TEXTO EXTRAÍDO >>
▼▼▼
Artes

Caballero Bonald

Diario de Túnez (2013)

Alejandro Luque
Alejandro Luque
· 8 minutos

José Manuel Caballero Bonald

El viaje retrospectivo

 

Un escrupuloso cuidado por el lenguaje y una actitud cívica crítica y vigilante son las dos coordenadas en las que se ha desarrollado siempre, desde hace ya seis décadas décadas, la obra del gaditano José Manuel Caballero Bonald (Jerez de la Frontera, 1926), que en sus últimos poemarios –Manual de infractores (2005), La noche no tiene paredes (2009) y Entreguerras (2012)– no solo no ha dado muestras de cansancio o adocenamiento, sino que ha mostrado su rostro más beligerante y comprometido.

Navegante apasionado, Caballero Bonald nunca ha descuidado sus amores mediterráneos, a pesar del tirón atlántico de sus raíces familiares cubanas, y de su larga residencia en Colombia. Sin embargo, el influjo de lo fenicio y de lo andalusí, sumado a su insaciable curiosidad viajera, han hecho que el mar de Homero y de Soleimán esté presente, de un modo más o menos explícito, en toda su obra.

Ese vivir en dos aguas vuelve a manifestarse en un poema reciente, De donde no se vuelve, escogido entre varios que le inspiró un viaje a Siria: “No volveré ya nunca a Alepo, allí/ donde florece cada día una bifurcación/ inextinguible de mi historia/ familiar, aquella travesía/ de un linaje de mercaderes/ por rutas perentorias, férvidas/ trazas de un destino propicio donde/ la incitación del Éufrates glorioso/ se asociaba sin tregua y sin remedio/ al arcaico esplendor del mar de Cádiz.// Ya no iré nunca a Alepo porque nunca/ tampoco podré volver de allí…”

Reconocido este año con el premio Cervantes, el máximo galardón de las letras españolas, el escritor ha publicado recientemente, en edición artesanal y limitada de 100 ejemplares, su Diario de Túnez (Del Centro Editores), “el único diario que he escrito y que escribiré”, según sus propias palabras, resultado de un largo viaje que hizo entre mayo y junio de 1988 junto a su esposa, Pepa Ramis, y del que M’Sur presenta en exclusiva un capítulo.

“Me he sentido siempre muy vinculado al mundo árabe, y no sólo por lo habitual que era en mi juventud el viaje a Marruecos: Tetuán, Tanger, Asilah, Larache…”, explicó Caballero en la presentación del volumen. “Me parecían un viaje retrospectivo, por pueblos que eran como habían sido los andaluces en el siglo pasado. Además, el olor, el sabor, las calidades paisajísticas, el trazado urbano, eran muy parecidas. Esto me hizo siempre estar muy cerca del mundo árabe, que conocí luego en Argelia, Túnez, Siria, Egipto, Irak, Yemen… Así, poco a poco, fui llegando a una relación muy íntima con esa cultura que, de alguna forma, formaba parte de mi propia personalidad”.
▲▲▲
BLOQUE DE DATOS >>
▼▼▼
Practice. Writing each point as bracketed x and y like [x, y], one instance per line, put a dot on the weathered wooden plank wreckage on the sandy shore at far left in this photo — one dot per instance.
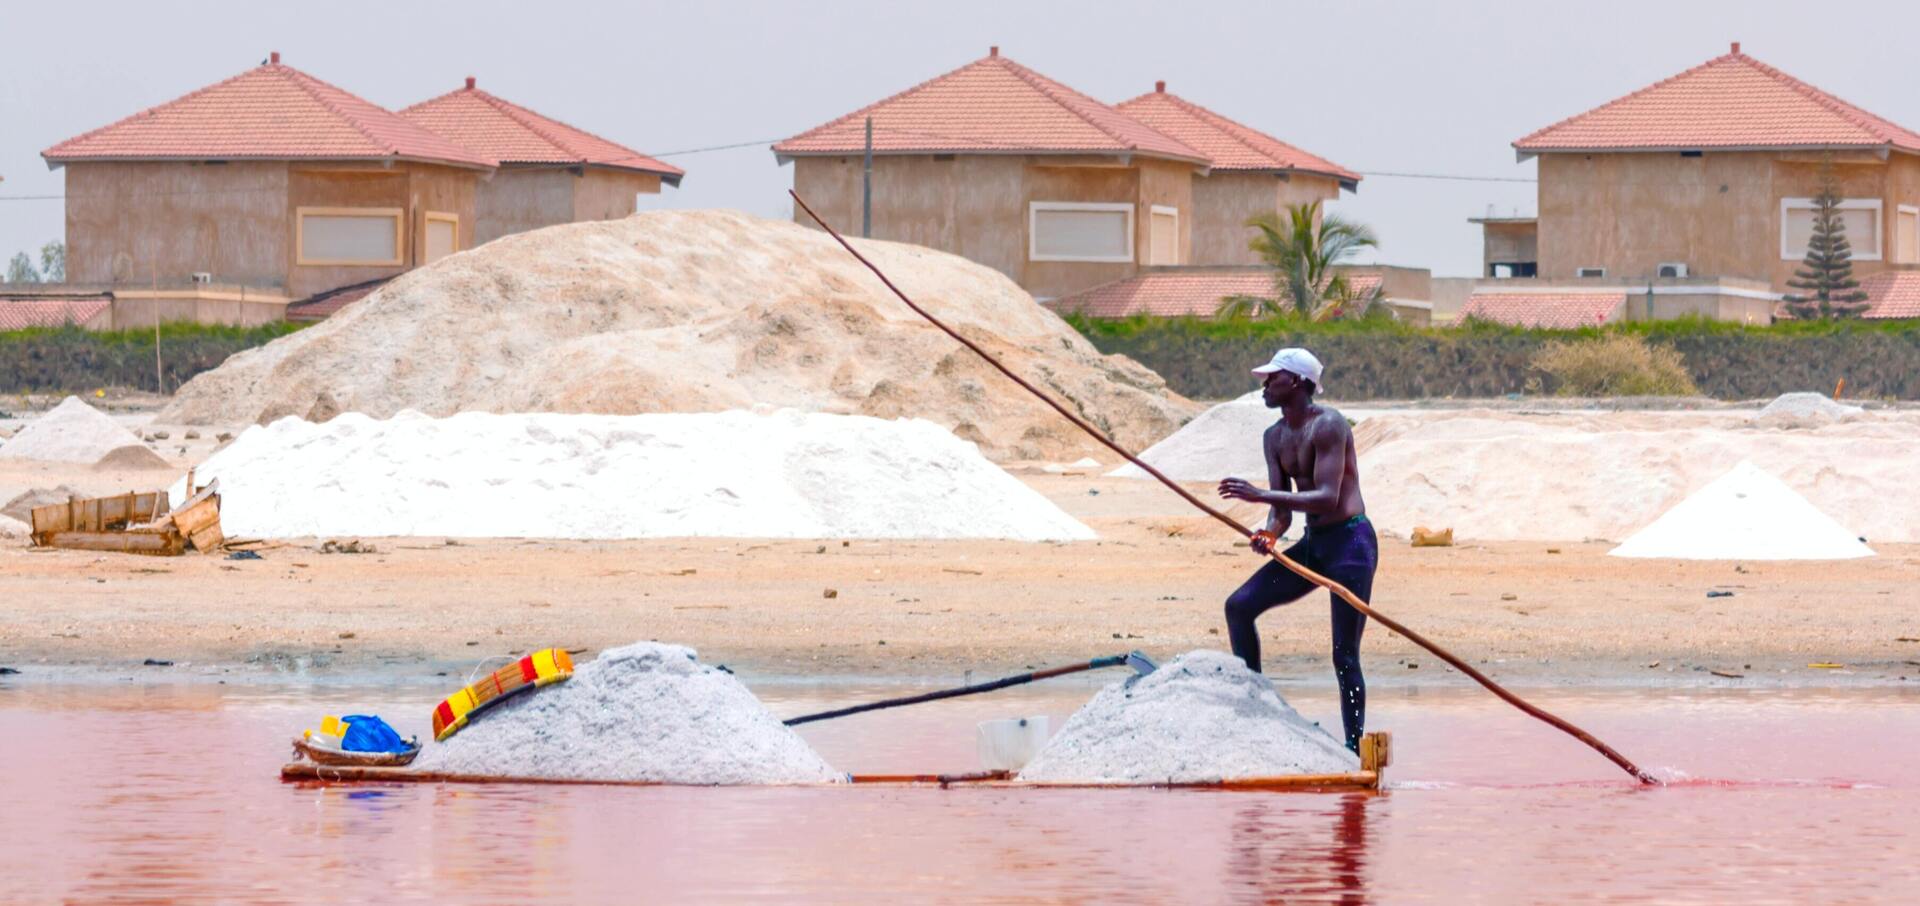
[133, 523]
▲▲▲
INSTRUCCIÓN DE TRABAJO >> Vuelve a escribir, por favor, el fragmento del texto sobre Caballero Bonald que empieza en las palabras "El viaje retrospectivo" y termina después de "beligerante y comprometido.". El material no tiene ningún papel en este ejercicio.

SOLUCIÓN DEL EJERCICIO >>
El viaje retrospectivo

 

Un escrupuloso cuidado por el lenguaje y una actitud cívica crítica y vigilante son las dos coordenadas en las que se ha desarrollado siempre, desde hace ya seis décadas décadas, la obra del gaditano José Manuel Caballero Bonald (Jerez de la Frontera, 1926), que en sus últimos poemarios –Manual de infractores (2005), La noche no tiene paredes (2009) y Entreguerras (2012)– no solo no ha dado muestras de cansancio o adocenamiento, sino que ha mostrado su rostro más beligerante y comprometido.